■ WHAT YOU NEED TO DO ■
**A)** Decide whether each statement agrees with the conference program. Answer yes or no for each, and quote the words of the program that settle it.
(i) Amritjit Singh of Rhode Island College presides over the session.
(ii) The Robeson paper says Robeson stayed within the Harlem community.
(iii) The session takes place on a Sunday.
**B)** Resume the conference program on the "New Negro" session, picking up right after its last line.

------ SELECTED TEXT ------

Saturday, 30 December, 10:15-11:30 a.m. Session 754

"The 'New Negro' Away from Harlem," Park Tower Suite 8218, Marriott Wardman Park.

 Presiding: Amritjit Singh, Rhode Island College

Panelists:  Marcy L. Tanter, Tarleton State University

"Paul Robeson: An Image of the 'New Negro'"

Abstract:

    This paper discusses Paul Robeson as the epitome of Alain Locke's image of the New Negro and how Robeson even exceeds the image with his concern for all citizens of the world, especially the oppressed.  The significance of Robeson's connection to Locke is that while Locke was looking within the Harlem community for artists to continuing lifting Dubois's veil, Robeson stepped out of Harlem and the entire world looked to him with respect. Robeson's writings became inspirational for several generations, particularly with young black men, despite the United States government's fear of Robeson's quest for equality among all people.  Robeson studies have been revived in the last several years and he is being appreciated as never before.

Katharine Capshaw Smith, Florida International. University

"Southern Sisters of the New Negro Renaissance:  Finding a Voice through Children's Literature"

------ DATASET RECORDS ------

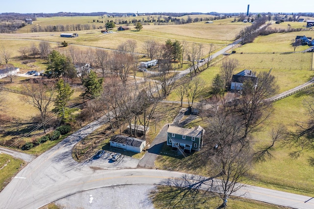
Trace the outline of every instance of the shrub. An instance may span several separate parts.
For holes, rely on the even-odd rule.
[[[35,144],[37,145],[39,145],[40,144],[42,144],[43,143],[46,142],[49,140],[49,136],[48,136],[48,135],[45,135],[38,139],[37,139],[35,141]]]
[[[60,137],[61,133],[60,133],[59,131],[56,130],[51,132],[49,135],[49,138],[50,139],[50,140],[52,141],[54,141],[55,140],[58,139]]]
[[[61,42],[61,45],[63,47],[65,47],[68,46],[68,44],[64,41],[63,42]]]
[[[34,144],[32,142],[26,142],[25,145],[22,147],[23,150],[28,150],[34,147]]]
[[[60,131],[61,135],[66,134],[71,131],[71,126],[68,125],[61,126],[57,128],[56,131]]]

------

■ RESULTS BY TASK ■
**A)**
(i) Yes: "Presiding: Amritjit Singh, Rhode Island College"
(ii) No: "Robeson stepped out of Harlem and the entire world looked to him with respect"
(iii) No: "Saturday, 30 December, 10:15-11:30 a.m."

**B)**
Abstract:

    As the black intellectual and creative elite constructed an innovative cultural identity during the "New Negro Renaissance," it did so in opposition to stereotypes handed down from a racist southern literary tradition.  While the "Old Negro" was illiterate, the New Negro was exceptionally well-versed in literary tradition, like Countee Cullen who modeled his work on John Keats; while the "Old Negro" was obsequious and childlike, the New Negro wrote passionate political protests against lynching and Jim Crow laws, as did Du Bois in _The Crisis_; while the "Old Negro" was provincially southern, the New Negro was cosmopolitan and progressive in taste, as was the well-traveled Alain Locke.  Urbane, northern, sophisticated, and largely male, the New Negro Renaissance, particularly in Harlem, forged a specific and somewhat exclusive sphere of influence.  However, throughout the South, female writers with familial and ideological connections to the Harlem movement articulated their own visions of modern black cultural identity and achievement. Unlike some of their northern counterparts, female writers celebrated connections to southern agricultural labor, extended family, and folk culture.  As members of one of the few professions open to educated black women, teaching, these writers passionately served the newest of Negroes and the best hope for extended political and social change: African American children.  Women writers in the South maintained, as did Carter G. Woodson in _The Mis-Education of the Negro_ (1933), that teachers should "revolutionize the social order for the good of the community."  By addressing children, women in the South asserted their voice within the national debate over black literary and social progress, a feminist and "childist" voice unfortunately elided by literary history.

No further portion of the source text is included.